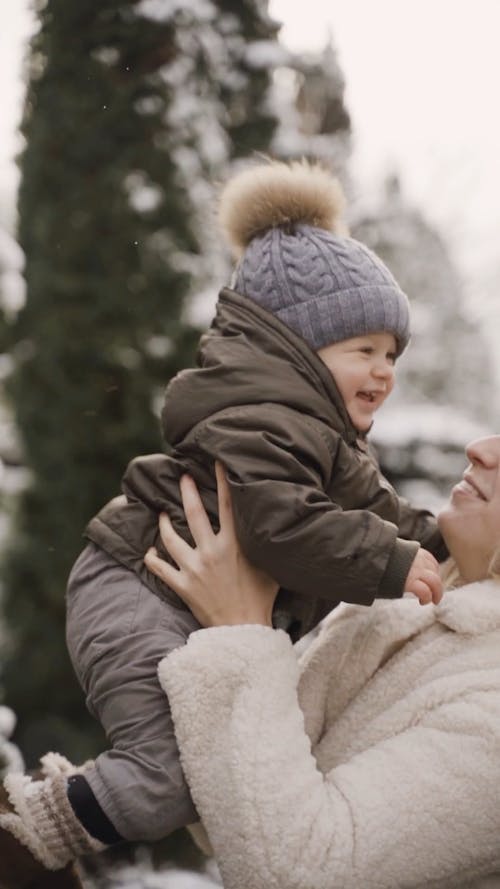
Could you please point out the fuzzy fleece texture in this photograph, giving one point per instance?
(387, 773)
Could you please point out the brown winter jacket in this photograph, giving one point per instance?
(311, 506)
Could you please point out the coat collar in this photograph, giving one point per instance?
(472, 609)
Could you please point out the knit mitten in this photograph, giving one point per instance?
(37, 818)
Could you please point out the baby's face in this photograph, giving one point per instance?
(363, 369)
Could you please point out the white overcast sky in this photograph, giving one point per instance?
(423, 83)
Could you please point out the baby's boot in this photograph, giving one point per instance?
(40, 835)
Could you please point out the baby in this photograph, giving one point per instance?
(299, 357)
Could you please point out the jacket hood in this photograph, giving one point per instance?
(250, 357)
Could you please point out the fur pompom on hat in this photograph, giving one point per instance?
(284, 225)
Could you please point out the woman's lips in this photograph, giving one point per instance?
(469, 489)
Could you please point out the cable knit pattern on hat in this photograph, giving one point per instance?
(325, 286)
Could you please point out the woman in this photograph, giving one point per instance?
(373, 762)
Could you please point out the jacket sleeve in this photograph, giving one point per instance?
(278, 470)
(417, 809)
(421, 525)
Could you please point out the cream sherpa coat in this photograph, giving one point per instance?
(402, 708)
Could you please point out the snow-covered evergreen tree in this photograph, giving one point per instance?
(131, 108)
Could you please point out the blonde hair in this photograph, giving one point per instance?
(450, 574)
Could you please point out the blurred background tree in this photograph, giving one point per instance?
(131, 108)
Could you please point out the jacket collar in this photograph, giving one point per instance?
(250, 357)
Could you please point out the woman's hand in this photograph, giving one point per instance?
(215, 579)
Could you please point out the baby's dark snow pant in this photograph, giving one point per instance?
(117, 632)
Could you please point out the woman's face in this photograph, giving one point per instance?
(470, 522)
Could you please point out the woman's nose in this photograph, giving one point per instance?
(485, 451)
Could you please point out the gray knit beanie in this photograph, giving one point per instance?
(284, 224)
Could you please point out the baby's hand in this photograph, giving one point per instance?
(423, 579)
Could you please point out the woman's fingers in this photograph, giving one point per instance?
(226, 518)
(196, 515)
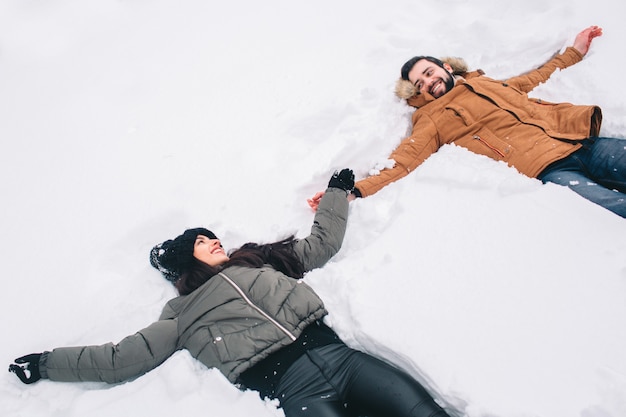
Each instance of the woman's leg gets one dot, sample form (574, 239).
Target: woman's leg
(366, 386)
(304, 391)
(377, 389)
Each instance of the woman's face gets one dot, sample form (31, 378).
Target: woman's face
(209, 251)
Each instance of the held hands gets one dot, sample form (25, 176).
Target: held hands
(343, 180)
(584, 38)
(28, 363)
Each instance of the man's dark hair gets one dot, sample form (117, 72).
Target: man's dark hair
(408, 66)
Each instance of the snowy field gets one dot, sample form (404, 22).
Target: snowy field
(124, 122)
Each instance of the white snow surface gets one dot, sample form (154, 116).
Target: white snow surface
(124, 122)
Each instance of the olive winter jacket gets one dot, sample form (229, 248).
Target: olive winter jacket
(232, 322)
(496, 119)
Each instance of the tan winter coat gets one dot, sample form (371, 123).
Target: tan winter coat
(492, 118)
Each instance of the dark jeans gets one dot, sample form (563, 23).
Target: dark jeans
(336, 381)
(597, 172)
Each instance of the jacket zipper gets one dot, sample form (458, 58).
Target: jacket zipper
(257, 308)
(484, 142)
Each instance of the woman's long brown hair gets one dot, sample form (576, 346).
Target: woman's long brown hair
(280, 255)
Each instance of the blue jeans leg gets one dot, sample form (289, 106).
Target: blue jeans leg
(597, 172)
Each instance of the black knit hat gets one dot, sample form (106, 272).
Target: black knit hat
(173, 257)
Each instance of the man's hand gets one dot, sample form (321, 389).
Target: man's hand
(314, 202)
(584, 38)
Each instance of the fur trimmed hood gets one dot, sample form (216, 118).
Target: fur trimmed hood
(405, 89)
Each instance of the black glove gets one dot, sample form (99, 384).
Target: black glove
(343, 180)
(32, 366)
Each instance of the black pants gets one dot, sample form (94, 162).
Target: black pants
(336, 381)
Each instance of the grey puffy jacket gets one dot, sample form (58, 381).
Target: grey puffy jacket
(231, 322)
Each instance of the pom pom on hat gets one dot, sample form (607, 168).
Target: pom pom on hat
(173, 257)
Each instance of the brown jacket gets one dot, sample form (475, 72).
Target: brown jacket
(496, 119)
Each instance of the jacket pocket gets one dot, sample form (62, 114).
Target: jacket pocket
(484, 142)
(460, 112)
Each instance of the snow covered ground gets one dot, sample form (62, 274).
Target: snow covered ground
(123, 122)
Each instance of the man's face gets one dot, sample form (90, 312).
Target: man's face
(429, 77)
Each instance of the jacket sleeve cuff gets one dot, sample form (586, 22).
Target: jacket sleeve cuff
(43, 369)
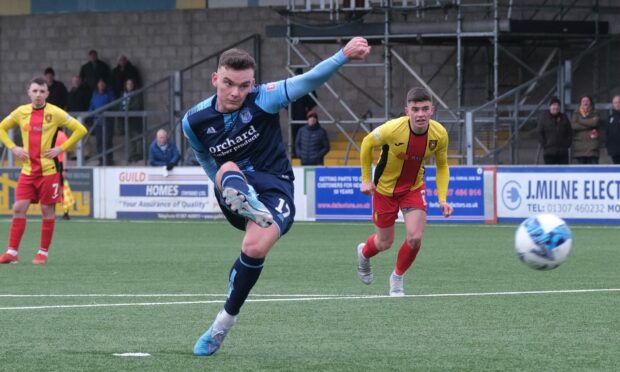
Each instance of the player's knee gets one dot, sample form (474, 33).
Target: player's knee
(414, 241)
(254, 250)
(384, 244)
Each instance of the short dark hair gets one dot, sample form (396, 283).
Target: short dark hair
(589, 98)
(39, 81)
(236, 59)
(418, 94)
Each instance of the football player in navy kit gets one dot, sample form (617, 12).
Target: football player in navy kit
(237, 140)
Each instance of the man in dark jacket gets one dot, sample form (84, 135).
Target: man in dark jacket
(79, 96)
(163, 152)
(94, 70)
(554, 134)
(58, 91)
(613, 131)
(124, 71)
(312, 142)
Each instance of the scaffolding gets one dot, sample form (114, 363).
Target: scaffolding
(542, 43)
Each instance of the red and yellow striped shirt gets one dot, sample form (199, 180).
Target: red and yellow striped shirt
(38, 128)
(403, 154)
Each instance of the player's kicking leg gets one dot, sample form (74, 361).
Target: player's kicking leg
(240, 197)
(247, 205)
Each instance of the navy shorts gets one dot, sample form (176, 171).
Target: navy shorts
(276, 193)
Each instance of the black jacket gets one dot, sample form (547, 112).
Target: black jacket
(58, 94)
(554, 133)
(78, 98)
(311, 144)
(613, 134)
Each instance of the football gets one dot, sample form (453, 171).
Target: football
(543, 241)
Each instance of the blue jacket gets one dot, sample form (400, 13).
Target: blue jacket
(159, 157)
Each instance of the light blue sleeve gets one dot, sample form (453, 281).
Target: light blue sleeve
(274, 96)
(202, 155)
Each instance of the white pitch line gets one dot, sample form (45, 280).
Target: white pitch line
(321, 298)
(164, 295)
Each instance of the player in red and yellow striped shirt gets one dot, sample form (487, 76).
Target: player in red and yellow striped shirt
(406, 144)
(39, 181)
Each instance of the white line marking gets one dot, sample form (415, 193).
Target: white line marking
(165, 295)
(313, 298)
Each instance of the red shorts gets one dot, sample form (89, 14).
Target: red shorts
(43, 189)
(385, 208)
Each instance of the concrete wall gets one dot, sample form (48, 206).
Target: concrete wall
(161, 42)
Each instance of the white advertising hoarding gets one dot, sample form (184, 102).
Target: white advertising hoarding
(154, 193)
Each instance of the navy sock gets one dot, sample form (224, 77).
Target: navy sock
(243, 276)
(236, 181)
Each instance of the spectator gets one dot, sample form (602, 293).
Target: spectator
(613, 131)
(79, 96)
(133, 103)
(58, 91)
(312, 142)
(189, 158)
(299, 109)
(103, 127)
(163, 152)
(554, 134)
(124, 71)
(94, 70)
(585, 124)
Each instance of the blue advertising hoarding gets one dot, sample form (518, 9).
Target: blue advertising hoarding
(338, 196)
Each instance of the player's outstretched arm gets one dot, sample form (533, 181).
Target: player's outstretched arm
(357, 48)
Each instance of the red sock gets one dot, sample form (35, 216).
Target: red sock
(18, 226)
(47, 231)
(370, 249)
(406, 256)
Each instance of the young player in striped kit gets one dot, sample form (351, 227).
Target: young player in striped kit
(407, 143)
(39, 181)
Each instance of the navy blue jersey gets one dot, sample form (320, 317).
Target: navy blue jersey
(251, 136)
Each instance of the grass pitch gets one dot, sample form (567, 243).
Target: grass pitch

» Goal of the exercise:
A word-for-word transcript of the entries above is needed, with pictures removed.

» Solution for this exercise:
Could you please point out the fuzzy fleece texture in this photograph, giving one point per instance?
(387, 773)
Could you please point out the brown winter jacket in this photograph, giving one point per instance?
(311, 506)
Could you please point out the coat collar in this photograph, giving one point per instance?
(472, 609)
Could you please point out the knit mitten in this photograph, giving one point per instance?
(37, 818)
Could you please point out the baby's face in this photograph, giving one point per instance?
(363, 369)
Could you please point out the white overcast sky in this photograph, giving one point per instance?
(423, 83)
Could you please point out the baby's boot in this photograph, giving one point per instance?
(40, 835)
Could you please point out the baby in this photograph, giving one point per instance?
(299, 357)
Could you please point out the jacket hood in this photograph, giving one point per instance?
(250, 357)
Could you please point out the fur pompom on hat in this photograph, giving one point per instance?
(284, 225)
Could you please point out the woman's lips in this photograph, giving one point per instance?
(469, 489)
Could you please point out the cable knit pattern on hat in this photograph, giving one point per instance?
(325, 286)
Could you please point out the woman in this photograph, giving one point per instance?
(373, 762)
Could you please point out the jacket sleeve in this photograph, giving one point per instance?
(278, 470)
(417, 809)
(421, 525)
Could you please point out the cream sherpa coat in this photograph, giving one point per instance?
(402, 708)
Could you please point out the snow-covered evergreen tree in this photograph, giving one point per instance?
(131, 108)
Could you please point out the blonde hair in this photograph, giving one point per instance?
(450, 574)
Could you please point out the blurred background tree in this photograph, giving one point per instance?
(131, 108)
Could you please point out the jacket collar in this photograph, giving one point per instance?
(250, 357)
Could you please point out the woman's hand in this photograph, giving one point per instance?
(215, 579)
Could you please point out the baby's dark snow pant in this photograph, giving one point per instance?
(117, 632)
Could you please point out the woman's face in this photograph, giving one point per instance?
(470, 522)
Could you please point out the woman's nose in this photograph, giving one point per instance?
(485, 451)
Could you please point out the gray knit beanie in this photograph, giving one point per instance?
(284, 224)
Could you please point out the baby's hand in this photograph, giving one point per instance?
(423, 579)
Could you please point out the woman's fingers in this photograph, giving one point per instance?
(226, 518)
(196, 515)
Each instance of the woman's leg gets one dot, sample form (574, 239).
Target: woman's leg
(366, 386)
(304, 391)
(377, 389)
Each instance of the woman's face gets one dot, sample form (31, 378).
Target: woman's face
(209, 251)
Each instance of the held hands gets one dot, sample form (25, 176).
Target: held hands
(343, 180)
(584, 38)
(28, 363)
Each instance of the man's dark hair gets one dot, sample form (117, 72).
Target: man's dark hair
(408, 66)
Each instance of the snowy field gets one dot, sample form (404, 22).
Target: snowy field
(124, 122)
Each instance of the white snow surface gets one dot, sample form (154, 116).
Target: white snow surface
(124, 122)
Each instance of the olive winter jacket gets one dot, sample form (229, 248).
Target: olive winter jacket
(232, 322)
(496, 119)
Each instance of the tan winter coat gets one dot, sample form (371, 123).
Target: tan winter coat
(492, 118)
Each instance of the dark jeans gets one dot, sample form (563, 23).
Target: dark jeans
(336, 381)
(597, 172)
Each instance of the jacket zipper gets one dot, sample form (458, 58).
Target: jacket zipper
(257, 308)
(484, 142)
Each instance of the woman's long brown hair gets one dot, sample form (576, 346).
Target: woman's long brown hair
(280, 255)
Each instance of the blue jeans leg gets one dot, sample form (289, 106).
Target: blue jeans leg
(597, 172)
Each instance of the black knit hat gets one dot, sample form (106, 272).
Target: black knit hat
(173, 257)
Each instance of the man's hand gets one dot, sample form (321, 389).
Target: man's hand
(314, 202)
(584, 38)
Each instance of the fur trimmed hood gets one dot, sample form (216, 118).
Target: fur trimmed hood
(405, 89)
Each instance of the black glove gets one dot, sample form (99, 384).
Target: black glove
(343, 180)
(32, 366)
Each instance of the black pants gets one dot, sample form (94, 162).
Target: black pants
(336, 381)
Each instance of the grey puffy jacket gets one dot, sample form (58, 381).
Target: grey puffy jacket
(231, 322)
Each instance of the pom pom on hat gets one dot, sample form (607, 168).
Target: pom pom on hat
(173, 257)
Each instance of the brown jacket gets one dot, sample form (475, 72).
Target: brown jacket
(496, 119)
Each instance of the jacket pocket gets one dot, sample form (62, 114).
Target: jacket pocket
(484, 142)
(460, 112)
Each instance of the snow covered ground gets one dot, sample form (62, 274).
Target: snow covered ground
(123, 122)
Each instance of the man's face gets one dot, sample form (90, 312).
Target: man's face
(429, 77)
Each instance of the jacket sleeve cuff gets one dot, sample form (586, 22).
Target: jacket sleeve cuff
(43, 369)
Each instance of the player's knee gets one dot, sample form (474, 33).
Target: player's knee
(414, 241)
(254, 250)
(384, 244)
Each instance of the short dark hair gets one dot, sample form (396, 283).
Target: short dark hair
(589, 98)
(39, 81)
(236, 59)
(418, 94)
Each instance of the football player in navy kit gets one dot, sample form (617, 12).
Target: football player in navy kit
(237, 140)
Each instance of the man in dark jacket gets one dot, sample form (84, 135).
Target: man in dark jacket
(79, 96)
(163, 152)
(94, 70)
(554, 134)
(58, 91)
(613, 131)
(124, 71)
(312, 142)
Each instance of the scaffolding gets one dot, sample form (114, 363).
Target: scaffolding
(542, 43)
Each instance of the red and yellow striped shirt gets one dot, sample form (199, 180).
Target: red and yellow striped shirt
(38, 128)
(403, 154)
Each instance of the player's kicking leg gets one dot, sample form (74, 361).
Target: player's kicking leg
(240, 197)
(247, 205)
Each instance of the navy shorts gets one dot, sample form (176, 171).
Target: navy shorts
(276, 193)
Each instance of the black jacket gets one dot, sample form (547, 112).
Target: black jacket
(58, 94)
(554, 133)
(78, 98)
(311, 144)
(613, 134)
Each instance of the football gets one dot, sample form (453, 171).
Target: football
(543, 241)
Each instance of the blue jacket gets one dot, sample form (400, 13).
Target: blue jacket
(159, 157)
Each instance of the light blue sleeve gets one dot, sample form (453, 281).
Target: light blue sleeve
(274, 96)
(202, 155)
Each instance of the white pitch line gets one dot, sample form (45, 280).
Target: white pitch line
(321, 298)
(164, 295)
Each instance of the player in red and yellow striped shirt gets one dot, sample form (487, 76).
Target: player in red and yellow striped shirt
(406, 144)
(39, 181)
Each instance of the white line marking gets one dot, sample form (415, 193).
Target: white line marking
(165, 295)
(313, 298)
Each instance of the red shorts gets one dot, sample form (89, 14).
Target: red shorts
(43, 189)
(385, 208)
Each instance of the concrete wall gets one dot, sample form (48, 206).
Target: concrete wall
(161, 42)
Each instance of the white advertising hoarding gets one dot, sample form (184, 102).
Target: white advertising hoarding
(154, 193)
Each instance of the navy sock gets one dot, sample form (224, 77).
Target: navy sock
(243, 276)
(236, 181)
Each instance of the spectator gets one dot, sample form (602, 293).
Target: spectator
(613, 131)
(79, 96)
(133, 103)
(58, 91)
(312, 142)
(189, 158)
(299, 109)
(103, 127)
(163, 152)
(554, 134)
(124, 71)
(94, 70)
(585, 124)
Each instance of the blue advertising hoarding gets one dot, sample form (518, 9).
Target: blue advertising hoarding
(338, 196)
Each instance of the player's outstretched arm gets one dot, sample form (533, 181).
Target: player's outstretched arm
(357, 48)
Each instance of the red sock gets one dot, sample form (35, 216).
Target: red sock
(18, 226)
(47, 231)
(370, 249)
(406, 256)
Each instance of the young player in striped kit gets one dot, sample form (351, 227).
Target: young player in striped kit
(407, 143)
(39, 181)
Each instance of the navy blue jersey gets one dot, sample form (320, 317).
Target: navy blue jersey
(251, 136)
Each instance of the grass pitch gets one dot, sample form (567, 243).
Target: grass pitch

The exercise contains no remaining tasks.